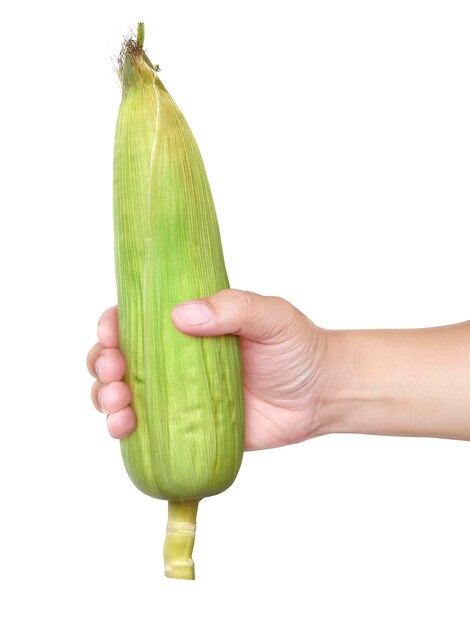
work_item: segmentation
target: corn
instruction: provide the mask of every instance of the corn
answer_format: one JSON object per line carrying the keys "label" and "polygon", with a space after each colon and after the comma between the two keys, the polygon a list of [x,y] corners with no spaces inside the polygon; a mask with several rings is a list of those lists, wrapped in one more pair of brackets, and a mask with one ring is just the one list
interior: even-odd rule
{"label": "corn", "polygon": [[119,345],[137,428],[121,442],[144,493],[169,501],[165,574],[194,578],[198,502],[234,481],[243,455],[238,337],[191,337],[172,308],[229,286],[219,227],[191,130],[143,50],[119,58],[114,149]]}

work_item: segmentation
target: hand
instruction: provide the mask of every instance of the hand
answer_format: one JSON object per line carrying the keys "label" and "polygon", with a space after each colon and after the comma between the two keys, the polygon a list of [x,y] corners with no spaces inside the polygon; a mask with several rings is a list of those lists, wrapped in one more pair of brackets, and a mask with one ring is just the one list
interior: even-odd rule
{"label": "hand", "polygon": [[[245,393],[245,448],[273,448],[327,432],[318,411],[327,332],[281,298],[227,289],[174,308],[172,321],[183,333],[240,335]],[[131,391],[122,377],[117,307],[103,313],[97,343],[88,354],[95,407],[108,413],[112,437],[132,432],[136,418]]]}
{"label": "hand", "polygon": [[123,354],[118,350],[118,308],[107,309],[98,321],[98,343],[87,356],[87,367],[96,378],[91,388],[95,408],[107,413],[111,437],[123,439],[136,427],[134,411],[129,406],[131,390],[122,381],[126,369]]}

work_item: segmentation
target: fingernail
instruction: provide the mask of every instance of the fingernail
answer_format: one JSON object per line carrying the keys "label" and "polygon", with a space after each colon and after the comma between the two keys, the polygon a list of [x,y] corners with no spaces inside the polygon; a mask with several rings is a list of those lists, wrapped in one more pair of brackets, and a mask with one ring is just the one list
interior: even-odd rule
{"label": "fingernail", "polygon": [[99,378],[100,380],[103,380],[103,379],[101,378],[101,366],[102,366],[102,365],[103,365],[103,357],[99,356],[99,357],[96,359],[96,363],[95,363],[95,372],[96,372],[96,375],[98,376],[98,378]]}
{"label": "fingernail", "polygon": [[207,324],[212,319],[212,311],[203,302],[185,302],[176,307],[178,316],[190,326]]}
{"label": "fingernail", "polygon": [[104,387],[103,389],[101,389],[101,391],[98,394],[98,404],[100,405],[101,408],[103,408],[103,393],[104,393]]}

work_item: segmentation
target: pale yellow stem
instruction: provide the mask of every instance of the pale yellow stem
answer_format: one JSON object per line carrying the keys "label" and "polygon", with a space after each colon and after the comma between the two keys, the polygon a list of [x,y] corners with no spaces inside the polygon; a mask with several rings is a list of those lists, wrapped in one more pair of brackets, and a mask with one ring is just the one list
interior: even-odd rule
{"label": "pale yellow stem", "polygon": [[165,576],[194,580],[192,559],[196,534],[197,500],[168,502],[168,524],[163,547]]}

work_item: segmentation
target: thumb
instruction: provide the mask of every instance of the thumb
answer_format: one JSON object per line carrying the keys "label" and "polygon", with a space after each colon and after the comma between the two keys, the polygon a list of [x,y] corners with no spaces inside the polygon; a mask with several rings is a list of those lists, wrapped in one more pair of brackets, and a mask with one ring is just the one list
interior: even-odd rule
{"label": "thumb", "polygon": [[276,343],[293,334],[307,318],[282,298],[224,289],[208,298],[183,302],[172,311],[178,330],[188,335],[241,335]]}

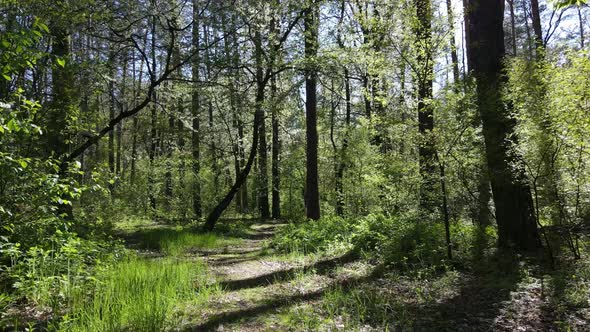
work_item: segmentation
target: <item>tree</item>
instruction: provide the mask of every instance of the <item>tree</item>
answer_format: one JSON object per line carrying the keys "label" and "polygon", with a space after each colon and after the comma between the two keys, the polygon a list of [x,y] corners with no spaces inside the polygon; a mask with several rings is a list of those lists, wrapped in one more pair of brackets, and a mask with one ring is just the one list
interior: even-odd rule
{"label": "tree", "polygon": [[506,82],[503,9],[493,0],[470,1],[469,56],[477,82],[477,106],[496,206],[499,245],[536,250],[540,238],[530,185],[517,150],[515,119],[501,94]]}
{"label": "tree", "polygon": [[315,0],[305,8],[305,128],[306,128],[306,186],[305,208],[309,219],[320,219],[320,193],[318,183],[318,131],[317,131],[317,69],[319,8]]}
{"label": "tree", "polygon": [[418,128],[421,141],[418,148],[420,175],[420,204],[425,211],[436,206],[433,196],[436,186],[436,148],[432,131],[434,112],[432,107],[432,88],[434,82],[434,59],[432,45],[432,5],[430,0],[416,0],[416,42],[418,70],[415,71],[416,96],[418,101]]}
{"label": "tree", "polygon": [[256,112],[262,114],[262,122],[260,123],[260,133],[258,134],[258,212],[262,219],[270,218],[270,206],[268,205],[268,147],[266,144],[266,111],[264,100],[266,98],[265,89],[266,84],[264,77],[264,63],[263,63],[263,48],[262,48],[262,32],[261,27],[257,26],[254,32],[254,45],[256,57]]}
{"label": "tree", "polygon": [[191,132],[191,150],[192,150],[192,173],[193,173],[193,214],[196,218],[201,218],[201,179],[199,173],[201,171],[201,133],[200,133],[200,116],[201,116],[201,100],[199,91],[199,0],[193,0],[193,30],[192,30],[192,48],[193,48],[193,59],[192,59],[192,104],[191,104],[191,117],[192,117],[192,132]]}
{"label": "tree", "polygon": [[[279,50],[281,50],[283,48],[285,41],[289,37],[293,28],[297,25],[297,23],[301,19],[302,14],[303,14],[303,11],[298,12],[295,15],[295,17],[291,20],[291,22],[289,22],[285,31],[283,31],[282,34],[280,35],[280,38],[277,38],[277,42],[272,44],[273,48],[268,52],[268,54],[270,54],[271,56],[279,54]],[[217,203],[217,205],[213,208],[213,210],[211,210],[211,212],[207,216],[207,219],[205,220],[204,229],[209,230],[209,231],[213,230],[215,228],[215,224],[217,223],[217,220],[219,219],[219,217],[221,217],[221,215],[223,214],[225,209],[227,209],[227,207],[230,205],[234,196],[238,193],[240,188],[242,188],[242,186],[246,182],[246,179],[248,178],[248,175],[250,174],[250,171],[252,169],[252,165],[254,164],[254,160],[256,159],[256,155],[258,152],[259,140],[260,140],[260,126],[262,126],[262,122],[264,121],[263,102],[264,102],[264,97],[265,97],[266,86],[269,83],[269,81],[275,75],[277,75],[278,72],[288,68],[286,65],[282,66],[282,68],[277,68],[276,71],[273,71],[273,68],[270,66],[266,66],[266,68],[263,68],[263,66],[262,66],[262,61],[263,61],[263,59],[262,59],[262,56],[263,56],[263,54],[262,54],[263,53],[262,52],[262,35],[261,35],[259,29],[255,30],[253,44],[254,44],[254,48],[255,48],[253,53],[254,53],[254,58],[255,58],[254,59],[254,61],[255,61],[255,73],[254,73],[255,77],[254,77],[254,79],[256,82],[256,91],[255,91],[255,97],[254,97],[254,99],[255,99],[254,121],[252,122],[252,126],[253,126],[252,140],[251,140],[252,145],[250,147],[250,151],[248,153],[248,158],[244,164],[244,167],[239,172],[239,174],[236,175],[236,180],[235,180],[234,184],[231,186],[231,188],[228,190],[226,195]],[[273,63],[274,59],[270,59],[270,62]]]}
{"label": "tree", "polygon": [[[270,38],[269,43],[274,44],[277,42],[279,36],[279,23],[276,11],[279,6],[279,1],[275,0],[272,4],[272,17],[270,20]],[[276,45],[271,45],[271,49],[276,49]],[[274,55],[271,57],[274,61],[270,64],[273,71],[276,70],[276,61],[279,56]],[[273,76],[270,80],[270,93],[271,93],[271,122],[272,122],[272,218],[279,219],[281,217],[281,177],[280,177],[280,154],[281,154],[281,140],[279,134],[279,105],[277,100],[277,77]]]}

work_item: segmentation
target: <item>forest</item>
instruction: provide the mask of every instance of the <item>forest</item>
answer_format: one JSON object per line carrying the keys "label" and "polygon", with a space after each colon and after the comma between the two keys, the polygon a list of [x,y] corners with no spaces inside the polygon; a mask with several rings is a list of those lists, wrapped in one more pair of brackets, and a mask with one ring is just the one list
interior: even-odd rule
{"label": "forest", "polygon": [[0,0],[0,331],[588,331],[587,0]]}

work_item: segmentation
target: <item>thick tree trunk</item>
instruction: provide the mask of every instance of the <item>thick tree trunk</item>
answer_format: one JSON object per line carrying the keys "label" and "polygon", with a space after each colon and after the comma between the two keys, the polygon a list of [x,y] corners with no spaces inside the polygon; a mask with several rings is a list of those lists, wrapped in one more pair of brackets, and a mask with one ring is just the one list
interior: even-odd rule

******************************

* WHAT THIS TASK INVOLVES
Leave the pictures out, and restate exactly the lines from the start of the records through the one that contains "instruction: provide the mask of every instance of the hand".

* EXERCISE RESPONSE
work_item: segmentation
target: corn
instruction: provide the mask of every instance of the corn
answer_format: one JSON object per line carrying the keys "label" and "polygon", with a space after each colon and after the comma between the two keys, the polygon a list of [x,y] corners with no spaces inside the polygon; a mask with several rings is a list of those lists, wrapped in one more pair of brackets, and a mask with one ring is just the one list
interior: even-odd rule
{"label": "corn", "polygon": [[119,345],[137,428],[121,442],[144,493],[169,501],[165,574],[194,578],[198,502],[234,481],[243,455],[238,337],[191,337],[172,308],[229,286],[219,227],[191,130],[143,50],[119,58],[114,149]]}

work_item: segmentation
target: hand
instruction: provide the mask of every instance of the hand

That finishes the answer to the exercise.